┌─ EXTRACT

School vouchers hit home
- Published: February 21, 2020
The continuing expansion of Ohio’s educational voucher system, known as EdChoice, can be a boon or a bane depending on which side of the funding equation one falls.
While some Ohio families benefit, a growing number of the state’s school districts, including Yellow Springs, have found themselves landing in an undesirable position.
Introduced by state lawmakers in 2005 as an income-based subsidy paid by the state through the Ohio Department of Eduction, or ODE, EdChoice has expanded in recent years to allow any student attending or entering an “underperforming” public school to enroll at a qualifying private school — with the home school district carrying the subsidy cost.
Students already attending private schools, however, do not qualify to apply.
Criteria set by the state, based on annual standardized test results, determine a school’s performance status.
For qualifying public school students seeking wider educational choices, including faith-based options, the program provides significant assistance toward private tuition — currently $4,650 a year for K–8 grades and $6,000 annually for high school students.
But for the school district paying the bill, the cost can represent a major strain on a district’s operating budget.
All Ohio taxpayers have a stake in the EdChoice discussion, in that state lawmakers decide where and how tax revenues are spent. But the issue has particular relevance locally with the recently announced inclusion of Mills Lawn Elementary on the state’s list of low-performing schools.

└─

#### GIVEN INSTRUCTION
Pick up the news piece on Ohio's EdChoice school vouchers right after its last sentence and write what comes next.

┌─ DATA PROVIDED

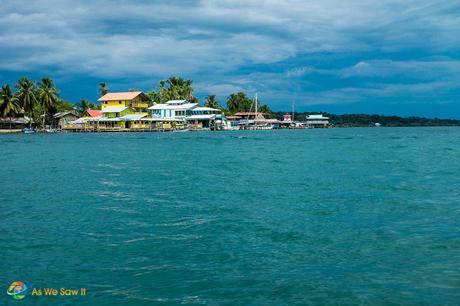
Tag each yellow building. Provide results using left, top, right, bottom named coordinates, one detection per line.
left=98, top=91, right=150, bottom=113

└─

#### ANSWER TO THIS TASK
The designation — which opens the door for Yellow Springs students to get money, commonly called “vouchers” and officially called “scholarship,” to attend qualifying private schools — could cost the local district tens of thousands of dollars annually, according to school leaders.
Potential costs to district
While the district’s current budget and five-year forecast do not reflect any projections about potential EdChoice-related costs, school leaders say the results could negatively affect the district’s finances.
“If 10 students decide to go … it can add up,” Interim Treasurer Tammy Emrick said in a recent interview.
At $4,650 each, the cost for 10 elementary students would reach $46,500.
The district, which has a current enrollment of 699 students, including 184 through open enrollment, has an operating budget of over $5 million.
Emrick said the Yellow Springs district’s next five-year forecast, which is typically completed in October, will likely consider some additional EdChoice-related figures, based on how many students sign up for the 2020–21 school year.
“We want to see what happens,” Emrick said.
A single local student — a kindergartener attending St. Brigid in Xenia — is accessing EdChoice funding this year. That cost is included in the purchased services category of the district budget, Emrick said.
Once granted an EdChoice voucher, students are guaranteed continued funding through their entire school career, regardless of whether the home school improves its status, or in the case of elementary school students, whether upper-level schools are on the list.
The local district would pay more than $60,000 for each EdChoice kindergartener who stays in the program, if the amounts stay at their current levels, Emrick said.
Emrick noted that the EdChoice funding differs from that of open enrollment, which provides a means for students to attend neighboring public schools.
Ohio schools are funded based on a $6,020 per student standard, the treasurer said. After various equations based on income and other factors are applied, Yellow Springs receives $1,335.44 for each locally enrolled student.
When open enrollment students come into the district, Yellow Springs receives the full $6,020. And when they go out, the district forfeits the $1,335.44, but pays nothing. This year, 184 students are attending through open enrollment, while seven local students are going to other area districts.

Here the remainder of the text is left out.